### [WHAT NEEDS TO BE DONE]
Turn the lines of the entries below into a numbered list, leaving out any blank lines.

### [SOURCE MATERIAL]
################

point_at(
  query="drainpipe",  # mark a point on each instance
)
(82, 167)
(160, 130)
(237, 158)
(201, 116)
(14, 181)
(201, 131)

################

### [FINAL ANSWER]
1. point_at(
2.   query="drainpipe",  # mark a point on each instance
3. )
4. (82, 167)
5. (160, 130)
6. (237, 158)
7. (201, 116)
8. (14, 181)
9. (201, 131)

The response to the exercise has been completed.